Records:
..............................

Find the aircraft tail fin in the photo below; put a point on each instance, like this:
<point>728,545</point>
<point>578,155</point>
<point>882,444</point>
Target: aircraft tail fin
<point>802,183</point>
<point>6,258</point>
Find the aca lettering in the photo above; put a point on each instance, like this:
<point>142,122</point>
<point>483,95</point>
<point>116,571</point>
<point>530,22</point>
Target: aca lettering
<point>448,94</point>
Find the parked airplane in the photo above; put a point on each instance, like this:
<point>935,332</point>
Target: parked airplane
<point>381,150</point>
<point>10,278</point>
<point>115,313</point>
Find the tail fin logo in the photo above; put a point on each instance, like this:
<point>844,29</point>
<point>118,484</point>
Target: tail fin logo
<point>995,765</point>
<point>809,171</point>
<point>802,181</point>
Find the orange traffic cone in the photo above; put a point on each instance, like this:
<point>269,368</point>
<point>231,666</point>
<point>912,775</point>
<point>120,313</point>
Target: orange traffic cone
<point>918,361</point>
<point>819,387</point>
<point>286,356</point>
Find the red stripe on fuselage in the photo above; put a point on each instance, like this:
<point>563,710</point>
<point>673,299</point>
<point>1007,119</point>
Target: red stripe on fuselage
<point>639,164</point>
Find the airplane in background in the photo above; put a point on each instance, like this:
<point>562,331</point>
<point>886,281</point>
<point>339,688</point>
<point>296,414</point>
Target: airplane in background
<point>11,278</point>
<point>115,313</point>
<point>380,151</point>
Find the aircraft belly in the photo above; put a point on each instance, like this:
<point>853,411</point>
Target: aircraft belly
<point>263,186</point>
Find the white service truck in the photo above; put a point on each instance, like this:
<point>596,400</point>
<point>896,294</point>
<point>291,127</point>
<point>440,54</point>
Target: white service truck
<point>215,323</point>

..............................

Written instruction:
Can you give the material above again, swapping "put a point on each instance" for "mark every instance" wherever it occurs and leaving everything else unchanged?

Final answer:
Find the aircraft tail fin in the photo below; mark every instance, like this:
<point>728,545</point>
<point>578,155</point>
<point>882,444</point>
Target: aircraft tail fin
<point>802,183</point>
<point>6,258</point>
Find the aca lettering in the photo above; mark every instance, like this:
<point>142,122</point>
<point>483,95</point>
<point>116,571</point>
<point>530,22</point>
Target: aca lettering
<point>448,94</point>
Find the parked airplane in the photo above; mark every instance, like this:
<point>935,332</point>
Target: parked airplane
<point>381,150</point>
<point>10,278</point>
<point>115,313</point>
Find the tail fin logo in the photo above; mark every instance, like this:
<point>844,29</point>
<point>118,484</point>
Target: tail fin logo
<point>995,765</point>
<point>809,171</point>
<point>802,181</point>
Find the orange traffic cone in the photo above; mark every instance, like this:
<point>269,368</point>
<point>231,666</point>
<point>912,775</point>
<point>120,313</point>
Target: orange traffic cone
<point>918,361</point>
<point>819,387</point>
<point>286,356</point>
Find the red stripe on fuselage in the photo above; mark every instance, like this:
<point>563,710</point>
<point>673,299</point>
<point>1007,119</point>
Target: red stripe on fuselage
<point>639,164</point>
Find the airplane in background in the photo above; mark every instance, like this:
<point>562,331</point>
<point>886,281</point>
<point>339,688</point>
<point>296,414</point>
Target: airplane in background
<point>11,278</point>
<point>115,313</point>
<point>380,151</point>
Find the aircraft belly in the photo above; mark every instance, like this:
<point>853,411</point>
Target: aircraft belly
<point>263,186</point>
Find the white service truck in the photo above; mark every instance, like this:
<point>596,400</point>
<point>896,294</point>
<point>291,127</point>
<point>440,54</point>
Target: white service truck
<point>215,323</point>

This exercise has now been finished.